Start The records

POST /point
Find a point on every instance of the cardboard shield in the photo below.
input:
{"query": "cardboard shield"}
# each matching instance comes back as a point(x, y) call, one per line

End The records

Problem description: Retype the lines of these records without changing anything.

Problem solution:
POST /point
Find a point on every instance of the cardboard shield in the photo below.
input:
{"query": "cardboard shield"}
# each matching instance comes back as a point(x, y) call, one per line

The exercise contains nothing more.